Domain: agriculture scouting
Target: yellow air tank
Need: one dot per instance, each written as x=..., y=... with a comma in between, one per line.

====================

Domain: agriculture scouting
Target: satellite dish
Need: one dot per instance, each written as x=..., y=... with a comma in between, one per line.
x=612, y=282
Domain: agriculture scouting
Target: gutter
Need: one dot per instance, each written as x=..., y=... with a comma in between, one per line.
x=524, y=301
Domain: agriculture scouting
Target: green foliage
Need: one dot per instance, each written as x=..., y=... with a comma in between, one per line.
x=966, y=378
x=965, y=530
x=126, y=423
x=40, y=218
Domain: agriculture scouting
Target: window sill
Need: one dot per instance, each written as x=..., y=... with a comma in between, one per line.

====================

Instructions to follow –
Look for the word "Target". Copy out every line of the data that has it.

Your solution –
Target: yellow air tank
Target: satellite dish
Target: gutter
Target: green foliage
Target: window sill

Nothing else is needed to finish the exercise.